→ **GOAL**:
Please output every one of the rows below without any change, copying each line character for character.

::: RECORDS FOR THIS TASK :::

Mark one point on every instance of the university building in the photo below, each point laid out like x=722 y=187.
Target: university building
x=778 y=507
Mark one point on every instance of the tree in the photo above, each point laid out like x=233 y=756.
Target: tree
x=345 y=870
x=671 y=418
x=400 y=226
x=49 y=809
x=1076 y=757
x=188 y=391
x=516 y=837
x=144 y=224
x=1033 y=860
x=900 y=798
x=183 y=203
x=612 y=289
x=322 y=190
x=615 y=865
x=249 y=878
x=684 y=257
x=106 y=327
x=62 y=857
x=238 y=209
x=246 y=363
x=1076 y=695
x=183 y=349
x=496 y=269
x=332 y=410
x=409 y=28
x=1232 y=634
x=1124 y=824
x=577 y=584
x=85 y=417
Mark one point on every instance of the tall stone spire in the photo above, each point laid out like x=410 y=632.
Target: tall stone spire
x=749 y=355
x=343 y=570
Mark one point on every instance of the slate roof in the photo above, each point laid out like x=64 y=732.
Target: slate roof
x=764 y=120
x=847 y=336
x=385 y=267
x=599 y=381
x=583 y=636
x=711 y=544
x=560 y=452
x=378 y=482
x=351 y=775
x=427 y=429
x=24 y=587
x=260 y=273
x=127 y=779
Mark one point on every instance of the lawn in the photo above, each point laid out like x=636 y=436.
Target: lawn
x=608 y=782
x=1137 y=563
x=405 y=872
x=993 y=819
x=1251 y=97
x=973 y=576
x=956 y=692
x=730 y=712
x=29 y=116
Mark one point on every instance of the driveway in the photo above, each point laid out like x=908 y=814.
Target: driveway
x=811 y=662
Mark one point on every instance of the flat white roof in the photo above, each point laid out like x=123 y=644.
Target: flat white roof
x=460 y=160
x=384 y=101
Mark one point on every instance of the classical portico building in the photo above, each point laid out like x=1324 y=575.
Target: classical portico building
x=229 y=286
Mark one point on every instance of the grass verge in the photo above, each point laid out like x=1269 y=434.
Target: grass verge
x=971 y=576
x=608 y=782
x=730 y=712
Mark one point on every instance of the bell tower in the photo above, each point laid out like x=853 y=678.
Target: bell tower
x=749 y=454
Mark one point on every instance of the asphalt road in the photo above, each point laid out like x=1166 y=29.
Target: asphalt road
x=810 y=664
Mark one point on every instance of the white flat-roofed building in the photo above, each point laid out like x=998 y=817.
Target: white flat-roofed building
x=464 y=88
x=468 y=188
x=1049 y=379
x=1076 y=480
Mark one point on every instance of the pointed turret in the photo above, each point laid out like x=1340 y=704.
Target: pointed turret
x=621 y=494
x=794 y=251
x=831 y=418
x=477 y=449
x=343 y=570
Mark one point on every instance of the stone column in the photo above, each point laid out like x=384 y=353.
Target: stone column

:::

→ **FINAL ANSWER**:
Mark one point on every instance of the university building in the photo below, each point laid out like x=722 y=187.
Target: university building
x=778 y=507
Mark one point on every instance of the tree in the photo above, each point laid out like x=233 y=756.
Target: tree
x=345 y=870
x=671 y=418
x=400 y=226
x=49 y=809
x=1076 y=757
x=188 y=391
x=516 y=837
x=144 y=224
x=1033 y=860
x=900 y=798
x=183 y=203
x=612 y=289
x=322 y=190
x=615 y=865
x=249 y=878
x=684 y=257
x=106 y=327
x=62 y=857
x=238 y=209
x=246 y=363
x=1076 y=695
x=183 y=349
x=496 y=269
x=332 y=410
x=409 y=28
x=1232 y=634
x=1124 y=824
x=577 y=584
x=85 y=417
Mark one point on every instance of the tall stone spire in the photo above, each point laid out like x=410 y=632.
Target: tall stone spire
x=749 y=355
x=343 y=570
Mark one point on every instance of the slate roof in the photo above, each point laid out like x=64 y=732.
Target: slate roof
x=764 y=120
x=847 y=336
x=385 y=267
x=599 y=381
x=583 y=636
x=711 y=544
x=560 y=452
x=378 y=482
x=351 y=775
x=427 y=429
x=24 y=587
x=260 y=273
x=127 y=779
Mark one point on every instance of the lawn in the photo above, each point laid out like x=636 y=436.
Target: lawn
x=608 y=782
x=1137 y=563
x=405 y=872
x=993 y=819
x=1251 y=97
x=973 y=576
x=956 y=692
x=730 y=712
x=29 y=116
Mark one point on every instance of the driveway in the photo above, each point laid out like x=908 y=814.
Target: driveway
x=811 y=662
Mark one point on every instance of the flat white roof in the photo above, each point laid out like x=123 y=644.
Target: flat white roof
x=460 y=160
x=384 y=101
Mark one point on every instance of the classical portico building in the photo above, each point laid out like x=1324 y=575.
Target: classical portico building
x=229 y=286
Mark one point on every instance of the grass verge in the photo above, each point laid out like x=1269 y=434.
Target: grass verge
x=971 y=576
x=608 y=782
x=730 y=712
Mark one point on every instance of the bell tower in the photo above, each point laid out like x=853 y=678.
Target: bell tower
x=749 y=454
Mark one point on every instance of the asphalt road in the photo above, each point laid out like x=1166 y=29.
Target: asphalt road
x=810 y=664
Mark one point on every instance of the white flat-roofed building in the photo above, each point laid out like x=998 y=817.
Target: white flat-roofed building
x=464 y=88
x=468 y=188
x=1049 y=379
x=1076 y=480
Mark one point on every instance of the pointed turret in the photo above, each point laid out like x=1340 y=704.
Target: pointed turret
x=621 y=494
x=794 y=251
x=831 y=418
x=477 y=449
x=343 y=570
Mark one point on every instance of the stone column in the photo above, each point laid out like x=384 y=353.
Target: stone column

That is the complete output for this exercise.